━━━━━ DONNÉES BRUTES ━━━━━
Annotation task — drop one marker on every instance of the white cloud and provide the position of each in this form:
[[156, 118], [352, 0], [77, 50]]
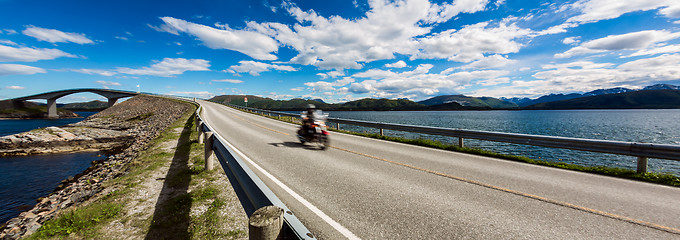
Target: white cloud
[[398, 64], [10, 31], [255, 68], [8, 42], [107, 84], [229, 80], [420, 83], [493, 82], [657, 50], [200, 94], [94, 71], [16, 69], [251, 43], [571, 40], [583, 76], [389, 28], [55, 36], [26, 54], [628, 41], [328, 86], [169, 67], [493, 61], [472, 42], [596, 10]]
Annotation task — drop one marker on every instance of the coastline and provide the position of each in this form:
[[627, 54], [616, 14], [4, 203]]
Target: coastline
[[141, 119]]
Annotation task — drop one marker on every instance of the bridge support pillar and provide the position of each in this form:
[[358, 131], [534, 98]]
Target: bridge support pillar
[[112, 101], [19, 104], [642, 165], [209, 154], [199, 127], [266, 223], [52, 108]]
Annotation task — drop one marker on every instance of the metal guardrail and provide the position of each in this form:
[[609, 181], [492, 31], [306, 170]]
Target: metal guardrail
[[256, 192], [642, 151]]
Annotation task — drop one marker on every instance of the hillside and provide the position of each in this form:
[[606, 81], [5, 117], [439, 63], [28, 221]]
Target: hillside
[[92, 105], [288, 105], [523, 102], [10, 109], [646, 99], [369, 104], [484, 102]]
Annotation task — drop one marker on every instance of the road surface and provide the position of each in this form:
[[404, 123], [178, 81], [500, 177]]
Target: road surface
[[372, 189]]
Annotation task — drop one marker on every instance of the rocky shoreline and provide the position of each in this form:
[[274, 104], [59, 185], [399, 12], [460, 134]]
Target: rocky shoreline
[[129, 125]]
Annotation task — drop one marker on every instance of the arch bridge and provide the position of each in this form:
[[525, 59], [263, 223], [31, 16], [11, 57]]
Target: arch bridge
[[51, 97]]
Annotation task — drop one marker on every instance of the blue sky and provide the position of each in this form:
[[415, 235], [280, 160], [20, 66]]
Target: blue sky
[[338, 50]]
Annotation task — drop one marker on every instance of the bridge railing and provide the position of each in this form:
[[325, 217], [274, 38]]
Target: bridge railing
[[642, 151], [244, 180]]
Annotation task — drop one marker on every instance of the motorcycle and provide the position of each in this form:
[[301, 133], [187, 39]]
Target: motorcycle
[[315, 132]]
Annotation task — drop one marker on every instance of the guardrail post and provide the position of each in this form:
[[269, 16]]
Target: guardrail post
[[266, 223], [198, 123], [200, 134], [209, 159], [642, 165]]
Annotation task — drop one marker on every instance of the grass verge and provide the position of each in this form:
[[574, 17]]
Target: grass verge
[[652, 177], [199, 211]]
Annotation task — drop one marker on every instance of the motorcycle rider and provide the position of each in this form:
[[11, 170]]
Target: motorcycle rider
[[307, 120]]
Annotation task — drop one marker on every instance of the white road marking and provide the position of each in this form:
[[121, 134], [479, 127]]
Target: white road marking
[[344, 231]]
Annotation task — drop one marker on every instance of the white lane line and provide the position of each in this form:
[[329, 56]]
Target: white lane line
[[344, 231]]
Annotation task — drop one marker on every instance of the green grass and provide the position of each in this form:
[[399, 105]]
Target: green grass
[[659, 178], [85, 220]]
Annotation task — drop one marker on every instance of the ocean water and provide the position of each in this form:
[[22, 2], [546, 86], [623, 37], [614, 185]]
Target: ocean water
[[12, 126], [23, 179], [648, 126]]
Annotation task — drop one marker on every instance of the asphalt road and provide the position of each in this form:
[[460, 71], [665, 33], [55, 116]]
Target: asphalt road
[[371, 189]]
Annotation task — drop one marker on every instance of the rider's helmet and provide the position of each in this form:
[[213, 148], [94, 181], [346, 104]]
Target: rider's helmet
[[310, 110]]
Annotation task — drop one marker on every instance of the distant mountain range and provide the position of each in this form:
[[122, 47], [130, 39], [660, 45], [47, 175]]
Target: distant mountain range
[[523, 102], [644, 99], [656, 96], [469, 101], [91, 105]]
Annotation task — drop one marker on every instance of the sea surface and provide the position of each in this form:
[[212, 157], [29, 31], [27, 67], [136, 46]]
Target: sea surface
[[648, 126], [24, 179], [12, 126]]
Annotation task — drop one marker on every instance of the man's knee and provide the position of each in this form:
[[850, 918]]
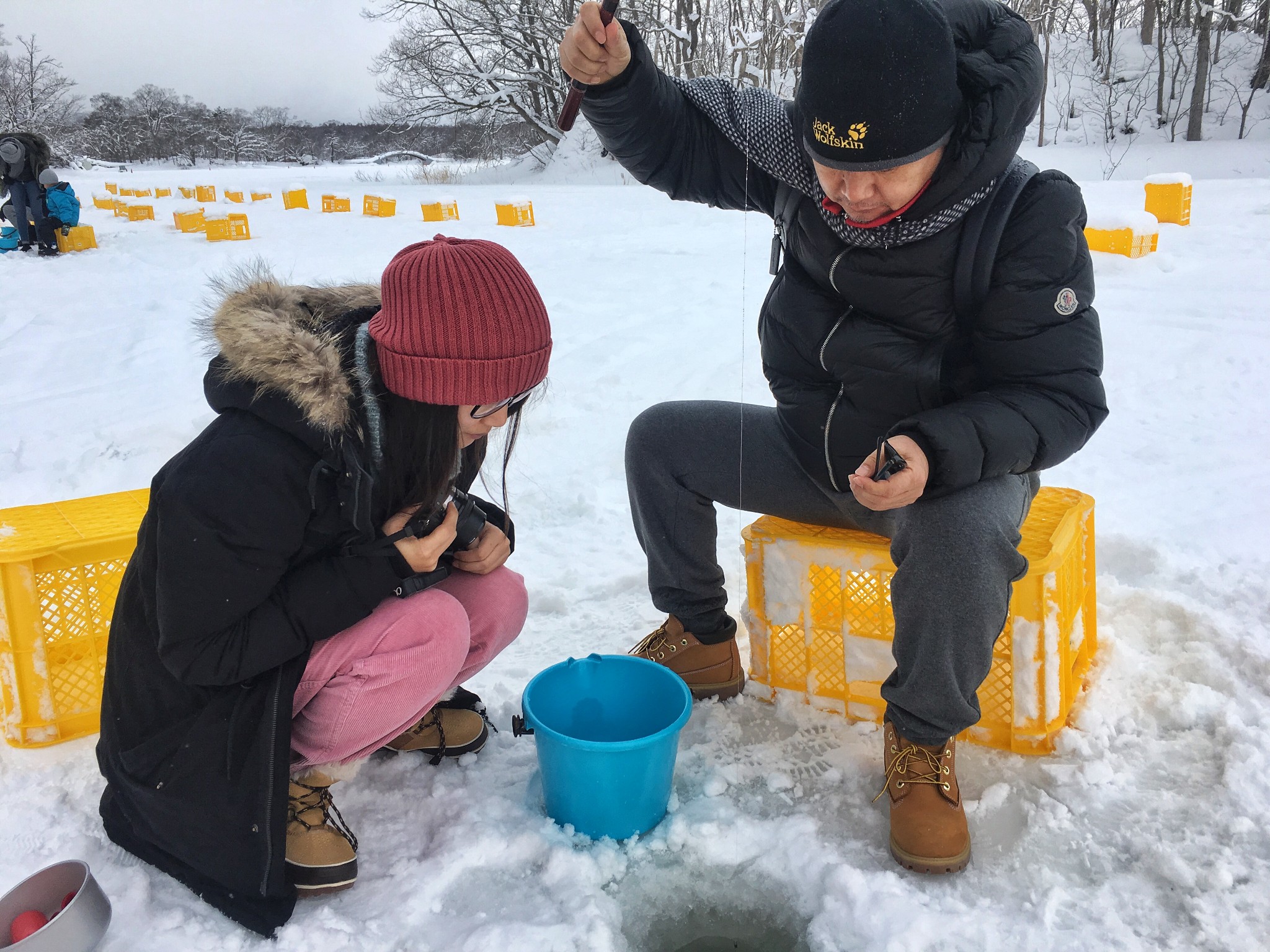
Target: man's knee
[[649, 438], [968, 524]]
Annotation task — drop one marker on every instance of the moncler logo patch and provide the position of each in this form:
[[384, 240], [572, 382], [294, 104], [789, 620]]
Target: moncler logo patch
[[826, 134], [1066, 302]]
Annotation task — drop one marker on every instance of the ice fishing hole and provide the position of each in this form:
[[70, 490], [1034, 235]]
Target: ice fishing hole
[[671, 909]]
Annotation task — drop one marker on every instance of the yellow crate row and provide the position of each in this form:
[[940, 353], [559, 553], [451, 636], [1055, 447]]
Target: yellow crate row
[[818, 616], [517, 213]]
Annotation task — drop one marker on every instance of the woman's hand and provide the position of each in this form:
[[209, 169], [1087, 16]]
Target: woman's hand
[[424, 553], [488, 552]]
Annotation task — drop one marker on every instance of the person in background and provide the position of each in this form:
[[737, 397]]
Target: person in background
[[61, 209], [23, 155], [283, 617], [9, 231]]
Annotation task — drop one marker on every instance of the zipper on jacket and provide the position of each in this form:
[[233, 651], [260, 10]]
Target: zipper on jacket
[[835, 267], [830, 335], [828, 423], [269, 796]]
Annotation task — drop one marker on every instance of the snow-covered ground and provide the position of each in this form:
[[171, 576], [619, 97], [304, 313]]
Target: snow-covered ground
[[1147, 831]]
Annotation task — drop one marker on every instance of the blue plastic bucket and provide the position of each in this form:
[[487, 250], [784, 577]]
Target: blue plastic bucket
[[607, 730]]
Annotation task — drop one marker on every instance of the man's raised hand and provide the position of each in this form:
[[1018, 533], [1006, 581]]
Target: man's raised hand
[[591, 52], [902, 488]]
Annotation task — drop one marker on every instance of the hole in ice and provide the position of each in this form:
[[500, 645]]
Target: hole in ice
[[706, 909]]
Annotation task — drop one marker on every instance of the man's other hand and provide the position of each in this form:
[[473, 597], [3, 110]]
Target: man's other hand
[[904, 488], [591, 52]]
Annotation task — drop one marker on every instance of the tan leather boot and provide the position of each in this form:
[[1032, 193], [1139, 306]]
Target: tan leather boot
[[443, 731], [322, 851], [928, 824], [709, 671]]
━━━━━
• [CONSIGNE]:
Renvoyez telles quelles les lignes ci-dessus, de celle qui contient « of the ocean » jusqu'à celle qui contient « [[671, 909]] », ces deux lignes comprises. Laissez les images de côté dans votre réponse.

• [RÉSULTAT ATTENDU]:
Annotation task — drop one marker on every instance of the ocean water and provide the position of each in this form:
[[22, 2], [546, 86], [623, 37], [614, 185]]
Target: ocean water
[[12, 126], [23, 179], [648, 126]]
Annotation task — drop one marker on every instance of the asphalt road and provide the position of each in this form:
[[460, 71], [665, 33], [55, 116]]
Target: asphalt road
[[371, 189]]
Annotation task — drop one marker on every instance of the rider's helmet and provide the position of each in this form:
[[213, 148], [94, 181], [346, 104]]
Target: rider's helmet
[[310, 110]]
Annotation task — drop one marker on every instance of the distant mountain range and provide the position of each in this form:
[[122, 47], [130, 39], [660, 45], [47, 175]]
Target: distant mountain range
[[523, 102], [644, 99], [656, 96], [469, 101], [91, 105]]
Annotation task — drop one marker on every instance of the sea surface and provide the position of each in this form:
[[212, 157], [29, 31], [27, 67], [136, 46]]
Target: sea surface
[[648, 126], [24, 179], [12, 126]]
Annotation task — drop one marker on every instance of the man's knee and provide the position of each in this form:
[[850, 918]]
Target: man's knee
[[649, 438], [968, 524]]
Annotation task — drop one marker on every instance of the moncler logo patch and provide the position of each in this form:
[[384, 240], [572, 382], [294, 104], [789, 620]]
Target: moncler logo patch
[[826, 134], [1066, 302]]
Annotation task — drop one marker on every instance of the ice fishing hole and provide the position of each in this form:
[[70, 490], [1034, 235]]
Target: ice fishing hole
[[671, 909]]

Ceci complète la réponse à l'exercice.